Requirement
Look through the material and copy each line holding "street".

Data supplied
--------------------
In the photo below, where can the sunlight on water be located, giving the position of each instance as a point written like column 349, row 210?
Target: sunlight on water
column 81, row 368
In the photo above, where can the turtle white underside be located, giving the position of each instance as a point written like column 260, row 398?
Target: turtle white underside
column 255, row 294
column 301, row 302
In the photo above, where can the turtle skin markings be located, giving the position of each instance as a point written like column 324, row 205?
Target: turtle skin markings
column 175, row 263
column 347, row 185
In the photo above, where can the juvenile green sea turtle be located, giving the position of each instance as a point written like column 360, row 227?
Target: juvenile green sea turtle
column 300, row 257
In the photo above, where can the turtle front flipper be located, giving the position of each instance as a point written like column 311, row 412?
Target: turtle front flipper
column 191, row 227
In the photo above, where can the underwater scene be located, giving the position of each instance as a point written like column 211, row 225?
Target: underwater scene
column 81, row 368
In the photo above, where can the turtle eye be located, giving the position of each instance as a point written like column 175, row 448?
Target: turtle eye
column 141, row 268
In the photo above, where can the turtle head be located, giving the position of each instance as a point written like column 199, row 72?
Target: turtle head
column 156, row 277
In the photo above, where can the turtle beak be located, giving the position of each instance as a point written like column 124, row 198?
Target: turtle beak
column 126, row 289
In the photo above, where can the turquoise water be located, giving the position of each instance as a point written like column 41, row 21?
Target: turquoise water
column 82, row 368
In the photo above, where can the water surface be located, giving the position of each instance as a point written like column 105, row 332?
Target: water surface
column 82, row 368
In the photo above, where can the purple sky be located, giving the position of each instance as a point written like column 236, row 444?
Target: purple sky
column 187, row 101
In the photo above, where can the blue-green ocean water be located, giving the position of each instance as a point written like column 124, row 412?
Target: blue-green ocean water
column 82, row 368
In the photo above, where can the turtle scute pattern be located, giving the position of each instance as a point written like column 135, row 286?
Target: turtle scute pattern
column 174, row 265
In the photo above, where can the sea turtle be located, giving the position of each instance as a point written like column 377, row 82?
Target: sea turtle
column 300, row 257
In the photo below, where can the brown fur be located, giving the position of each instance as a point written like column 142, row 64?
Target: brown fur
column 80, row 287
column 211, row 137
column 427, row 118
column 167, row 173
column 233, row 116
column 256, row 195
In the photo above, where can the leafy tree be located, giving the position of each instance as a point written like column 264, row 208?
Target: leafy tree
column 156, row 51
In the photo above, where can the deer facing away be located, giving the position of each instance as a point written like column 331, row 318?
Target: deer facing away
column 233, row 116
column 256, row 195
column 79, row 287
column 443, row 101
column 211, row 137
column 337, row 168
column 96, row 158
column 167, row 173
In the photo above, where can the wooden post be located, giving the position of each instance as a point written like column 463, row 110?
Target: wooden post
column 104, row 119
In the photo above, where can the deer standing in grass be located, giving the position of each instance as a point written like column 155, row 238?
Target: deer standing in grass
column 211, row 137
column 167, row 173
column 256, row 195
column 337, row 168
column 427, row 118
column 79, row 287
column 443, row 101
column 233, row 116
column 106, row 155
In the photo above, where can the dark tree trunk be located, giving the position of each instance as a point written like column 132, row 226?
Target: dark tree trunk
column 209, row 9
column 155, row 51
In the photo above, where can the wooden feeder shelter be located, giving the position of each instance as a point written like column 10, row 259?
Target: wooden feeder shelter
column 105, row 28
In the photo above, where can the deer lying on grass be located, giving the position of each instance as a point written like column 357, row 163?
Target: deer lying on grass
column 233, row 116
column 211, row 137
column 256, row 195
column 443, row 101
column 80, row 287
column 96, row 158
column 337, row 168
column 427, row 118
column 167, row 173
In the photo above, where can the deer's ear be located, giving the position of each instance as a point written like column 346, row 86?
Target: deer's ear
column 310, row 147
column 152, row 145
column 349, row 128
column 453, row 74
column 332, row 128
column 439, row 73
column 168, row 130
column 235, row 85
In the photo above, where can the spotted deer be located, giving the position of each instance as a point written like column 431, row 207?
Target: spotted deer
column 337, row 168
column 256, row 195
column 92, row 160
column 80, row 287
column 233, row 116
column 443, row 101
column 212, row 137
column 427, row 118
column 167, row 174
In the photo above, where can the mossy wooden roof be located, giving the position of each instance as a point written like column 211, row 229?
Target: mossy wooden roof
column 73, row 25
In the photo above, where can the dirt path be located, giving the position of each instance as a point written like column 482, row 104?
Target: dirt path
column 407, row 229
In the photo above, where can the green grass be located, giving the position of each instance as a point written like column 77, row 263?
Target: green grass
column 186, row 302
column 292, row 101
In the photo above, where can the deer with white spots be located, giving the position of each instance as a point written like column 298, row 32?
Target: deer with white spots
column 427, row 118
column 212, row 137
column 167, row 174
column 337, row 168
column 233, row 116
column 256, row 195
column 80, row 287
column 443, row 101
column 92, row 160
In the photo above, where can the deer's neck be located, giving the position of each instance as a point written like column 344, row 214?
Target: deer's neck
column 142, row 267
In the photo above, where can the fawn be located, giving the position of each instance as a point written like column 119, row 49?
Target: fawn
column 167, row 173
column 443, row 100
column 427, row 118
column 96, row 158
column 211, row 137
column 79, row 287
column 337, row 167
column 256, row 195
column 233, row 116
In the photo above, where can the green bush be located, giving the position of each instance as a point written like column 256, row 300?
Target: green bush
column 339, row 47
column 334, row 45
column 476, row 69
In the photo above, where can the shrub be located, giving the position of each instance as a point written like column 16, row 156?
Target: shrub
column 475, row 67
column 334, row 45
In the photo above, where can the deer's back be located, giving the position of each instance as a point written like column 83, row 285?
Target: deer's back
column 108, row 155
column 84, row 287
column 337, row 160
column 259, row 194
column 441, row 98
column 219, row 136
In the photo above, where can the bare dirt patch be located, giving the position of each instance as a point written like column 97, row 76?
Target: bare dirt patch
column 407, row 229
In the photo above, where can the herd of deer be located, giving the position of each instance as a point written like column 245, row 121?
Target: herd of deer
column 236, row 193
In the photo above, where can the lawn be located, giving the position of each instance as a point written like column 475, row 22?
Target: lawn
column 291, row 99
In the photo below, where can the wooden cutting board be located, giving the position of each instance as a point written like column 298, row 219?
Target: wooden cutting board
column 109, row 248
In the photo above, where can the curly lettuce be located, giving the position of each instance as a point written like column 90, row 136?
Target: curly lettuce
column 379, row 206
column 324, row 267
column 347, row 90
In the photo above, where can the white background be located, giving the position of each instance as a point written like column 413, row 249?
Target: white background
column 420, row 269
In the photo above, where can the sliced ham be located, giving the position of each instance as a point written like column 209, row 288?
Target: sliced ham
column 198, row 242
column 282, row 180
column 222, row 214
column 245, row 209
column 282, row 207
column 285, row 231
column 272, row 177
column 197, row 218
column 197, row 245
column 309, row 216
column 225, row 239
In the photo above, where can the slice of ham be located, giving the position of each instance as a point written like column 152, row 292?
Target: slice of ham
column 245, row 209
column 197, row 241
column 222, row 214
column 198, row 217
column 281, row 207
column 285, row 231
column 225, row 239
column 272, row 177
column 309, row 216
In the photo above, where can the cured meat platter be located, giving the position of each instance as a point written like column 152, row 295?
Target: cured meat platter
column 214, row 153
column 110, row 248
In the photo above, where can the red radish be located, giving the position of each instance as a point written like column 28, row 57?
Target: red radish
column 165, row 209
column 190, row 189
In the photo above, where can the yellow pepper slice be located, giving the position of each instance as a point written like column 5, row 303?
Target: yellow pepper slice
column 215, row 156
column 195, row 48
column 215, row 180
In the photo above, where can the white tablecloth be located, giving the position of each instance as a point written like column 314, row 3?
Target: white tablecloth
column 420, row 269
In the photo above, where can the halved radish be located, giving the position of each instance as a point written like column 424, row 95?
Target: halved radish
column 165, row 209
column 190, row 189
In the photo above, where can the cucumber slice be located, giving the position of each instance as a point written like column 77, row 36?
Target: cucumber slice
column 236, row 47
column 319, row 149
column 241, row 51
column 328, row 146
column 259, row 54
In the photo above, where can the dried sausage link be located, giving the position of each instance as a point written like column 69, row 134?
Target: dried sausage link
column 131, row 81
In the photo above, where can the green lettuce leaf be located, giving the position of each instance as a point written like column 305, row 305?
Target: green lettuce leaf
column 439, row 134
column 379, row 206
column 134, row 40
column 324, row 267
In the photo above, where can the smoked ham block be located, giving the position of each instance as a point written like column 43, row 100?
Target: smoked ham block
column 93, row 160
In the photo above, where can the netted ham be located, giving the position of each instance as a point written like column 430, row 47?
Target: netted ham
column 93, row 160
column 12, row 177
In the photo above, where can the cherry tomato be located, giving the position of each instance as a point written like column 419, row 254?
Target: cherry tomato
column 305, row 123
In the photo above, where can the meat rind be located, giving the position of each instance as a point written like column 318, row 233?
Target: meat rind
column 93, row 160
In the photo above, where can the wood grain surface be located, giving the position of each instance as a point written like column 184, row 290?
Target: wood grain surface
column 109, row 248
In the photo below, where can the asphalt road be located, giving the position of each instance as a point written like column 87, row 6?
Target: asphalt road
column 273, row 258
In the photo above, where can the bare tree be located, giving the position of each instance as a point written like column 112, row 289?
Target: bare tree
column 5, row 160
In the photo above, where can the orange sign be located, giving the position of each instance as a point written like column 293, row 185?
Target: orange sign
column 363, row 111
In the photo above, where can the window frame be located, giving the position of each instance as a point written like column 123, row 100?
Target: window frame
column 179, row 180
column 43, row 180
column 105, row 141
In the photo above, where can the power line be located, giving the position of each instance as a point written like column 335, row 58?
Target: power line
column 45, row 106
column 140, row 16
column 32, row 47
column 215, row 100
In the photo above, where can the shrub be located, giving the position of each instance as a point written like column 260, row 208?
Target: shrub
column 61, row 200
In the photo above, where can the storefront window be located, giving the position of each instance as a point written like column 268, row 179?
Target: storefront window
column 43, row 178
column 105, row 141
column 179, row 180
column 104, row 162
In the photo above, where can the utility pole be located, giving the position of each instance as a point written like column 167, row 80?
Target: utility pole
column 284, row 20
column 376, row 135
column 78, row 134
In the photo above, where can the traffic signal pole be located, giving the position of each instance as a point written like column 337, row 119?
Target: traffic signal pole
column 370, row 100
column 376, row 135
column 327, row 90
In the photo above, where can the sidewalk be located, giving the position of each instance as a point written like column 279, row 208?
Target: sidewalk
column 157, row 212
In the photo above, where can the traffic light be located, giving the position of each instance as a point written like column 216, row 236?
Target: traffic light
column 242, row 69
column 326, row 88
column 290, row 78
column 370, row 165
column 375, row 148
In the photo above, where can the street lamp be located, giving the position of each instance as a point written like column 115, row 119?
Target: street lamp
--------------------
Solution for this exercise
In the photo above, where can the street lamp be located, giving the position of each instance as a point written like column 115, row 119?
Target: street lamp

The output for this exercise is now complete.